**WORK TO BE COMPLETED**:
Display each line of the listing that contains the word "pipe".

**RECORDED INFORMATION**:
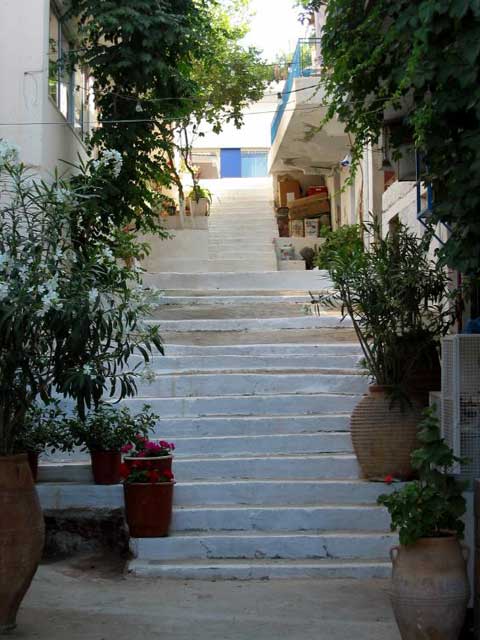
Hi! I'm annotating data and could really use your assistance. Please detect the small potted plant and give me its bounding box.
[71,402,158,484]
[14,400,73,482]
[187,184,212,216]
[121,458,175,538]
[122,433,175,471]
[378,410,469,640]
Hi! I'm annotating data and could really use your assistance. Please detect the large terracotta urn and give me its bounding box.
[390,536,470,640]
[0,454,45,634]
[350,385,424,480]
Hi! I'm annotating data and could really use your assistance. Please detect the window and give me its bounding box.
[48,6,94,137]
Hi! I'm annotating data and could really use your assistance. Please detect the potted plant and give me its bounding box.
[315,225,454,480]
[14,400,74,482]
[71,402,158,484]
[122,433,175,471]
[0,148,162,632]
[122,458,175,538]
[187,184,212,216]
[378,410,469,640]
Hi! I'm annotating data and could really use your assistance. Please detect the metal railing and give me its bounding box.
[272,38,321,144]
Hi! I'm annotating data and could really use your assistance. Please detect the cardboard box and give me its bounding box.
[278,178,301,207]
[290,220,305,238]
[289,193,330,220]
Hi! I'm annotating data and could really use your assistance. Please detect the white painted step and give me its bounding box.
[169,433,353,457]
[165,342,362,357]
[171,505,390,532]
[122,394,361,418]
[128,559,392,580]
[36,480,401,510]
[146,354,360,373]
[152,414,350,440]
[143,271,331,292]
[148,314,353,333]
[137,373,368,399]
[130,532,398,562]
[39,454,359,483]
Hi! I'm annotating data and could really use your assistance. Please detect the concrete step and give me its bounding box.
[171,505,390,532]
[130,532,398,562]
[161,342,362,358]
[142,354,360,373]
[127,559,392,580]
[153,414,350,440]
[36,480,401,511]
[122,393,361,418]
[169,432,353,457]
[143,271,331,293]
[148,314,352,333]
[137,372,368,398]
[39,454,359,483]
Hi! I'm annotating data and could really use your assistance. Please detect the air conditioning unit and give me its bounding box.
[441,335,480,480]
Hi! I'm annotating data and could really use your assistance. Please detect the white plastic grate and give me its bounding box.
[441,335,480,479]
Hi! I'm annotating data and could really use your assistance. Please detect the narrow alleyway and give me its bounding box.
[202,178,278,272]
[39,180,394,579]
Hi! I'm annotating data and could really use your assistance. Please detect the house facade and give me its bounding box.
[0,0,95,176]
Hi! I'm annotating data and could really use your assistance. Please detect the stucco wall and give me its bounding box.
[0,0,85,175]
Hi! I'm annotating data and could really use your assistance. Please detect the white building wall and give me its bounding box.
[0,0,85,175]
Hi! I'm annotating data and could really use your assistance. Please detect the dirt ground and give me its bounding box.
[14,557,400,640]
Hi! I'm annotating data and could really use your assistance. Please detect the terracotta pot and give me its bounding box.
[350,385,424,480]
[0,454,45,633]
[390,536,470,640]
[27,451,39,482]
[123,456,173,471]
[124,482,175,538]
[90,451,122,484]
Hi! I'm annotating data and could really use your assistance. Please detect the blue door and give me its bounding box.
[220,149,242,178]
[242,151,268,178]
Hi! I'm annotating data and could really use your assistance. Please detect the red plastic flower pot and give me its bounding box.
[124,482,175,538]
[90,451,122,484]
[27,451,39,482]
[123,456,173,471]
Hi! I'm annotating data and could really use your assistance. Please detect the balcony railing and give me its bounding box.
[272,38,321,144]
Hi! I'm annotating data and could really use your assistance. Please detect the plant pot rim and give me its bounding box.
[0,453,28,463]
[90,449,121,455]
[123,453,173,461]
[123,480,176,487]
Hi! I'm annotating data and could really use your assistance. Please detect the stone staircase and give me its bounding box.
[128,272,394,579]
[39,272,395,579]
[202,178,278,272]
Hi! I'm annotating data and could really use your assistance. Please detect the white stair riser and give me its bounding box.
[123,394,360,418]
[174,455,359,482]
[143,271,331,293]
[165,343,361,357]
[128,560,392,580]
[153,415,350,440]
[168,433,353,457]
[139,354,360,372]
[130,533,398,561]
[138,373,367,398]
[172,506,390,532]
[149,315,352,333]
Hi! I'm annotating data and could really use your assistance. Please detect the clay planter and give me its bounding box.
[124,482,175,538]
[0,454,45,634]
[390,536,470,640]
[90,451,122,484]
[123,456,173,471]
[27,451,39,482]
[350,385,424,480]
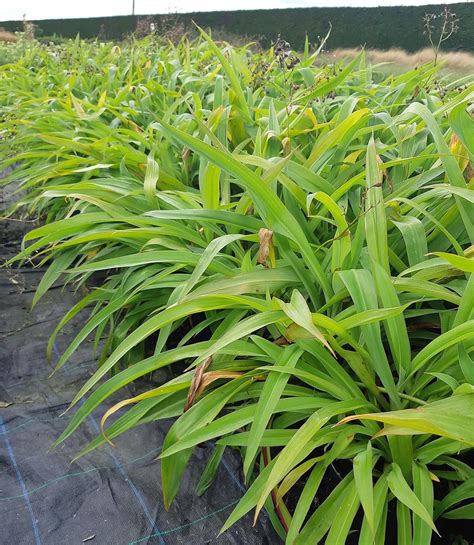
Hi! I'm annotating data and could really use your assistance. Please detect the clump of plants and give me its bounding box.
[0,32,474,545]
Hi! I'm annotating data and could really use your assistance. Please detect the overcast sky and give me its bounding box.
[0,0,466,21]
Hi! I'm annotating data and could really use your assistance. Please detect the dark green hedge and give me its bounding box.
[0,2,474,51]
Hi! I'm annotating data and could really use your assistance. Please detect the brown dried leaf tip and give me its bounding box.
[257,227,275,267]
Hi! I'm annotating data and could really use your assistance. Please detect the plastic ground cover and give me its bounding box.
[0,180,280,545]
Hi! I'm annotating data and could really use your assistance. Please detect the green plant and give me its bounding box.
[0,32,474,545]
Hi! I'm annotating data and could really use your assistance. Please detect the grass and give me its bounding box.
[319,47,474,75]
[0,32,474,545]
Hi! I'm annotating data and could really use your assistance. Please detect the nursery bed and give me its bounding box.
[0,184,279,545]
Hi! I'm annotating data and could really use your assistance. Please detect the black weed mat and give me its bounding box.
[0,185,280,545]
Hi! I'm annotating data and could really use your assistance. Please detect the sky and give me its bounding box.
[0,0,466,21]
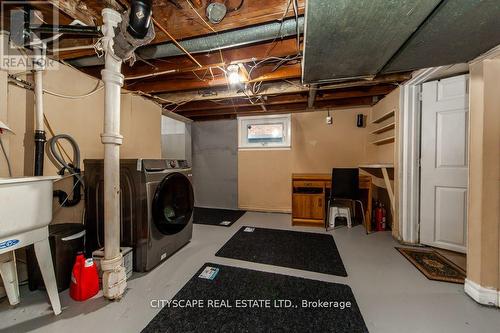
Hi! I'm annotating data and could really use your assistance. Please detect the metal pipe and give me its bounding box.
[30,24,102,38]
[101,8,127,299]
[33,46,46,176]
[69,16,304,67]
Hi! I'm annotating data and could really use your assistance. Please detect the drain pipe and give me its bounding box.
[101,8,127,300]
[33,41,47,176]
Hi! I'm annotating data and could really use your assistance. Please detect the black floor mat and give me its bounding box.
[142,263,368,333]
[215,227,347,276]
[193,207,246,227]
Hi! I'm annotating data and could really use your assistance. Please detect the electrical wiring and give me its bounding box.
[248,53,302,80]
[43,113,73,163]
[224,0,245,13]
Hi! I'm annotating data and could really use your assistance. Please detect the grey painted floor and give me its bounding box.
[0,213,500,333]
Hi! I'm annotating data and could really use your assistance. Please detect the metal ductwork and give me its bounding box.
[69,16,304,67]
[302,0,500,84]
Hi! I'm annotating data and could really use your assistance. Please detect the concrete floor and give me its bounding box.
[0,213,500,333]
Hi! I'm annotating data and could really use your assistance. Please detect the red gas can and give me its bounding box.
[69,254,99,301]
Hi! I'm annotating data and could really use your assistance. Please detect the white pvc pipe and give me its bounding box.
[101,8,127,299]
[35,69,44,131]
[102,53,123,259]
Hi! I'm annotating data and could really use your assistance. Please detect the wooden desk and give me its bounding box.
[292,173,372,232]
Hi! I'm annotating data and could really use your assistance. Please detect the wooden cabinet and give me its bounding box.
[292,193,325,221]
[292,174,372,230]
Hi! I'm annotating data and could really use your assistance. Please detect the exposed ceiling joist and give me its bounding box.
[126,65,301,94]
[176,85,394,113]
[157,80,309,103]
[181,97,373,120]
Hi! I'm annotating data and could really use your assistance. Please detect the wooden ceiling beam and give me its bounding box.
[126,64,302,94]
[158,73,411,103]
[81,38,297,78]
[181,97,373,119]
[55,0,305,59]
[176,85,395,113]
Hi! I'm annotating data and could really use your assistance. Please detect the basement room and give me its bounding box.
[0,0,500,333]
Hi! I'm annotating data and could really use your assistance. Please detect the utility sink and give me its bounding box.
[0,176,61,240]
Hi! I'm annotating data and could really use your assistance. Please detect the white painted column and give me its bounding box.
[101,8,127,299]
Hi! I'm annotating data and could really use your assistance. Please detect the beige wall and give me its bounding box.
[467,58,500,290]
[238,108,370,212]
[0,65,161,222]
[238,88,400,231]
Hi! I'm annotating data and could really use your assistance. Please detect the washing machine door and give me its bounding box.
[152,172,194,235]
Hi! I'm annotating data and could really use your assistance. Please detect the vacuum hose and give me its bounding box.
[49,134,83,207]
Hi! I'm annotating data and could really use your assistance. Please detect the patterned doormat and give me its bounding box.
[396,247,466,284]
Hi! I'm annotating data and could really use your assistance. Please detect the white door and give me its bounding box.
[420,75,469,253]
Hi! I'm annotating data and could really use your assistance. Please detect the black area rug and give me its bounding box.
[396,247,467,284]
[142,263,368,333]
[193,207,246,227]
[215,227,347,276]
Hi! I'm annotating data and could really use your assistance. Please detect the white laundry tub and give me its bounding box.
[0,176,61,315]
[0,176,61,241]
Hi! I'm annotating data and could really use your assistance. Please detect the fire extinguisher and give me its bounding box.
[69,253,99,301]
[375,202,384,231]
[381,204,387,231]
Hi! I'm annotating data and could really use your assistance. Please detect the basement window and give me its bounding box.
[238,114,291,149]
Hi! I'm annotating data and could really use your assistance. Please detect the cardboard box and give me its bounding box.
[92,247,134,280]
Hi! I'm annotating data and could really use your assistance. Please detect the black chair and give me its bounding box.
[325,168,365,230]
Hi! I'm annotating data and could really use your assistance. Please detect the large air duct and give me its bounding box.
[69,16,304,67]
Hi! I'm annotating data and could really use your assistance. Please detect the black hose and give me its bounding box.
[34,130,46,176]
[49,134,84,207]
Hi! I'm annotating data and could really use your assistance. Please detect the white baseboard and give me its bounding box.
[464,279,500,307]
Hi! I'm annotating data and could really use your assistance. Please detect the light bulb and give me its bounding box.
[227,65,243,85]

**FINAL ANSWER**:
Hi! I'm annotating data and could really use your assistance. Please detect the metal pipe and give me its bounding box.
Hi! I'm annotating data and could really use your assistance. Please detect the drain pipe and give me its bounding box.
Hi! I'm annotating data and could really use your assistance. Please detect the white pvc pipe and give me its bounding box.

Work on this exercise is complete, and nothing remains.